# Directions for this task:
Rewrite the items from the line with "of the corner" to the last line of the items, both included, requests as well. Multiply every coordinate in the answers by 1.15 and round to whole numbers, with halves going up.

******************************

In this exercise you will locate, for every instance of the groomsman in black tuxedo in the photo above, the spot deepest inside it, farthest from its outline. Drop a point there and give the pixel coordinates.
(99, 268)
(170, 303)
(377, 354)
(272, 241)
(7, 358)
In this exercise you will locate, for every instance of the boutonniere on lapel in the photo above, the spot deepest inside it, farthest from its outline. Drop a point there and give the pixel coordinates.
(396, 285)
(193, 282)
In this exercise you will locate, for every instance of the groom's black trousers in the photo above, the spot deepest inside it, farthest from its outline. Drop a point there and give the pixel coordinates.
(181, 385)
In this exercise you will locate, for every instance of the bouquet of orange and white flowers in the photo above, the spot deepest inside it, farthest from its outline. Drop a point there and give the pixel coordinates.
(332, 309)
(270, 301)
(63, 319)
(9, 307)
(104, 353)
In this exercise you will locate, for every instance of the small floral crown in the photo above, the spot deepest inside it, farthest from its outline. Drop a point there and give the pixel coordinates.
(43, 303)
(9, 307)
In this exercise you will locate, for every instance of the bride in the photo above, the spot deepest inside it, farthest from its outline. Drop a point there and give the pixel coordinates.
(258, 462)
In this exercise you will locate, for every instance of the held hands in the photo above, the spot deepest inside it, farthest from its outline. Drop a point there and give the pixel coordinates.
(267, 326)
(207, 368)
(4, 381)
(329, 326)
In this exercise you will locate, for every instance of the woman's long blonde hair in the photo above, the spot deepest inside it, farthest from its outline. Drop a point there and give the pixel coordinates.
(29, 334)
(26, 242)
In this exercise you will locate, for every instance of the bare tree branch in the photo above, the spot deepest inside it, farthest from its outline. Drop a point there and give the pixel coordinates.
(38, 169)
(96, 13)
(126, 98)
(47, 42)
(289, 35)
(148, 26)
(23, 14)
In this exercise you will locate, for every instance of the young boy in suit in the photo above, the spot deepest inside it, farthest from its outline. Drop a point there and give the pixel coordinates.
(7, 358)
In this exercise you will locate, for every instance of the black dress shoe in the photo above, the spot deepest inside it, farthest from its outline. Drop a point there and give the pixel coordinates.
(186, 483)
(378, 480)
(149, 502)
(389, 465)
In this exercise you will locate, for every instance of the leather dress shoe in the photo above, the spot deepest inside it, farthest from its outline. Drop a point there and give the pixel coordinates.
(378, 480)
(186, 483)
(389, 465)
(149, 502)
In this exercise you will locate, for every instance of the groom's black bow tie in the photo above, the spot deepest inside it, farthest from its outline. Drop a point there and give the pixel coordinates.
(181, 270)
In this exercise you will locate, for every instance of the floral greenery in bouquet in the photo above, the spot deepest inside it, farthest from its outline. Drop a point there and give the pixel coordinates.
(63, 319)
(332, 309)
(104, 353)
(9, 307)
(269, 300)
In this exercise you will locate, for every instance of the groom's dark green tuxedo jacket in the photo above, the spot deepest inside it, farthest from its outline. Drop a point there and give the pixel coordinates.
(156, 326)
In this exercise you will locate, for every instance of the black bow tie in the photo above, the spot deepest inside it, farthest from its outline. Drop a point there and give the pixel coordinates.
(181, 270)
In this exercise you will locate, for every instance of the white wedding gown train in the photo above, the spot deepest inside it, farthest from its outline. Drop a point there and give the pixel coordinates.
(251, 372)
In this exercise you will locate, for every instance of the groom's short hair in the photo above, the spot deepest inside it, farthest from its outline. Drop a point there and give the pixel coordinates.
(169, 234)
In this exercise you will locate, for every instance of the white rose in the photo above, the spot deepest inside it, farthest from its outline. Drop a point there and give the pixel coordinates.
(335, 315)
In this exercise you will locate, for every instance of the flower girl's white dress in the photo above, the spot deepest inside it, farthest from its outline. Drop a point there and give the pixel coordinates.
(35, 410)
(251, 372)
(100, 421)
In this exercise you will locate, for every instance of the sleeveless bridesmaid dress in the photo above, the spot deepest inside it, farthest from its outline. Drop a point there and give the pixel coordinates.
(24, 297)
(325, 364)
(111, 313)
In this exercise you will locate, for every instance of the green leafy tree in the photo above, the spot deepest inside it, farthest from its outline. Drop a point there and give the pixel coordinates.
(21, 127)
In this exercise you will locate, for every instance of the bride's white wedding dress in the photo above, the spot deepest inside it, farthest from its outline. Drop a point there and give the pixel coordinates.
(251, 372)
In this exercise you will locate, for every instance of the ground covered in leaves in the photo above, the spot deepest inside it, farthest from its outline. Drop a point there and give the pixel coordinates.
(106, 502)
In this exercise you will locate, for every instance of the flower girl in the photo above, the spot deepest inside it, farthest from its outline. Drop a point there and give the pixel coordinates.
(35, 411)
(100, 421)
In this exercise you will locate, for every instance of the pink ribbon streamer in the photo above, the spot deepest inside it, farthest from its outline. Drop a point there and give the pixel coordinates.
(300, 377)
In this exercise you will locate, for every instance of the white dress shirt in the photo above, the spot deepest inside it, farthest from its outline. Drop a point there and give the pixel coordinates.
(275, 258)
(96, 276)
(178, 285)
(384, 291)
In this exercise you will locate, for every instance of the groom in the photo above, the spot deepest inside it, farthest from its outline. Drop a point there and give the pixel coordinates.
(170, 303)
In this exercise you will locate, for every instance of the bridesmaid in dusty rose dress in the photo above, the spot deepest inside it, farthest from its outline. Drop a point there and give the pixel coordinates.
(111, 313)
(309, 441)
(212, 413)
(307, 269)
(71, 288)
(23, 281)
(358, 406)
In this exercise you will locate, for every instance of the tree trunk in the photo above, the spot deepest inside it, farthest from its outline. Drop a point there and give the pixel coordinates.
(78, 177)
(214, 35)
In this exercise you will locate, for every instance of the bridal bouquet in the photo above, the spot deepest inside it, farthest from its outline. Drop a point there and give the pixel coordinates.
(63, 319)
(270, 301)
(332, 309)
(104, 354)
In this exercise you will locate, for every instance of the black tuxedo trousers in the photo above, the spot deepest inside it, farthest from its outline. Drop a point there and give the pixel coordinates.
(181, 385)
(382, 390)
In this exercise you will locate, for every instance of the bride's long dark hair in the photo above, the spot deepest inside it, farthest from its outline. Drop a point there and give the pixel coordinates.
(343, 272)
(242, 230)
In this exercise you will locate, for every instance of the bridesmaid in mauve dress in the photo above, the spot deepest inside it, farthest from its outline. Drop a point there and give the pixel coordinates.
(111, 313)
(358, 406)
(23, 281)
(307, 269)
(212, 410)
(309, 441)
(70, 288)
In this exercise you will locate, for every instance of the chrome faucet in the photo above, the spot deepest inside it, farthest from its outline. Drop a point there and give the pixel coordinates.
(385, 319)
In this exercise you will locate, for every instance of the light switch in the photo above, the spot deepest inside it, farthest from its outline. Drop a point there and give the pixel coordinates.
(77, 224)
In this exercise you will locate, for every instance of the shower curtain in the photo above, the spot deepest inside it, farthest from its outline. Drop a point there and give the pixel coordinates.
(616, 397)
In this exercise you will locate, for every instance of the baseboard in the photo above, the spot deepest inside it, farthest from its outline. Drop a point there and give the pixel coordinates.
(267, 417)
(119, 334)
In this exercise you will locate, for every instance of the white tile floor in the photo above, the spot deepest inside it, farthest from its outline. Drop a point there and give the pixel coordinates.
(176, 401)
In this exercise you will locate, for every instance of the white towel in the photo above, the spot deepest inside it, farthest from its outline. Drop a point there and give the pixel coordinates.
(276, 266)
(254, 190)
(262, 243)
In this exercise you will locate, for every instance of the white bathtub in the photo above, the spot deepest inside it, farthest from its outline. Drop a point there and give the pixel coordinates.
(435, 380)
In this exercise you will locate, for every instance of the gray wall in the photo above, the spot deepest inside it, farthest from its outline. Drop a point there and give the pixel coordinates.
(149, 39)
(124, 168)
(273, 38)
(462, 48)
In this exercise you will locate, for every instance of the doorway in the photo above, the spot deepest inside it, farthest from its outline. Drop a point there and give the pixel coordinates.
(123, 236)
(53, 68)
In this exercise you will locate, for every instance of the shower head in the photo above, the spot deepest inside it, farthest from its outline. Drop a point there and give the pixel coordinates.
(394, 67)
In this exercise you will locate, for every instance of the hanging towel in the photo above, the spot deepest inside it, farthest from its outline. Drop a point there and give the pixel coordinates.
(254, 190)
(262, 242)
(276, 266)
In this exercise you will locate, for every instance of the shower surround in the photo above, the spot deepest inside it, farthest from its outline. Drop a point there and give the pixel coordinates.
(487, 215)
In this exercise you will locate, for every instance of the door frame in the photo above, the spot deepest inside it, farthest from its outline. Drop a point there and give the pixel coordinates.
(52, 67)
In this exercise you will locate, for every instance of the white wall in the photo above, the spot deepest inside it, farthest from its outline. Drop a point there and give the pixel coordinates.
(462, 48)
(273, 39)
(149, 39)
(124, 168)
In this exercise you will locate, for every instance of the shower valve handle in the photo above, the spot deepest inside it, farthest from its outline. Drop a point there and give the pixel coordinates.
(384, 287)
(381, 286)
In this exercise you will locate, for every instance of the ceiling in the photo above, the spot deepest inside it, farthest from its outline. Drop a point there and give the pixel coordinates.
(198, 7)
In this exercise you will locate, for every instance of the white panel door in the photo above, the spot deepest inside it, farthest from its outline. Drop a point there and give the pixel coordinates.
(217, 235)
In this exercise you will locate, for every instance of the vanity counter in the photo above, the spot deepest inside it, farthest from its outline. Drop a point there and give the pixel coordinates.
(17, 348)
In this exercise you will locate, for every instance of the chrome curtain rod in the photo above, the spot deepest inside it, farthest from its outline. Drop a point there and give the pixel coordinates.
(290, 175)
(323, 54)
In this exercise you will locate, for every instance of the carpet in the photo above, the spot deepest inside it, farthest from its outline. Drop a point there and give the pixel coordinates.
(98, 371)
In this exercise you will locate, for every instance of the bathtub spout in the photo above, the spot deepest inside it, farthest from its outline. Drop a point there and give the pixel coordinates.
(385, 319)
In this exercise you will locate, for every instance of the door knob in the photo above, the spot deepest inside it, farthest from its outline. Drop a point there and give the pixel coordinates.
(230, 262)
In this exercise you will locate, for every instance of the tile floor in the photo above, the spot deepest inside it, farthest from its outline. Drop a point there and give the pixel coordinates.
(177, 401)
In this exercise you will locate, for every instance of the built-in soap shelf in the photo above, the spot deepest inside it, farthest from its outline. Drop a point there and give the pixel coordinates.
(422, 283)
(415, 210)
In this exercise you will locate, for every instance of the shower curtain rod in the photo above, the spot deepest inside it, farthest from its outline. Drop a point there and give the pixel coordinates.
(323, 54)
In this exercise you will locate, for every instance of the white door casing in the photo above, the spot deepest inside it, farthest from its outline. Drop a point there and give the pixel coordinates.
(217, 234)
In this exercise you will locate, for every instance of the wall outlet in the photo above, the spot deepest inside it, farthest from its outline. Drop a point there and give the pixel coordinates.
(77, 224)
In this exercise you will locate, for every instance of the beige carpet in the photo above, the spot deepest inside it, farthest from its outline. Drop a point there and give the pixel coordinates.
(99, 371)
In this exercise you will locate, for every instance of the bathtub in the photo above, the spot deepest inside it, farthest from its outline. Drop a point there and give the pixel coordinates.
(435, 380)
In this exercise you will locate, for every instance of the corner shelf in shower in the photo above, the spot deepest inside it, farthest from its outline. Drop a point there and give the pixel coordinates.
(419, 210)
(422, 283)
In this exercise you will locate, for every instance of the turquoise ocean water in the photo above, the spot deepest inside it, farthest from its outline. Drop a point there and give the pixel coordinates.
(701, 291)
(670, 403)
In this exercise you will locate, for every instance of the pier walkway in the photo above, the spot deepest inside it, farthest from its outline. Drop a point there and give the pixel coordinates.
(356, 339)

******************************

# Result below:
In this exercise you will locate, for every instance of the corner shelf in shower in the photo above, the spot deepest inside it, farthest from its outline. Drop a point there and give the pixel coordinates.
(482, 242)
(485, 325)
In this exercise you will locate, for every instance of the turquoise ocean water in the photo above, the spot deepest inside it, farthest from its outline. Drop a point there and give the pixel coordinates.
(806, 335)
(771, 463)
In this exercise you will locate, for every instance of the pier walkway in the photo above, the spot deepest inside it, farthest from its outline. Drop a point there and give the pixel coordinates.
(409, 390)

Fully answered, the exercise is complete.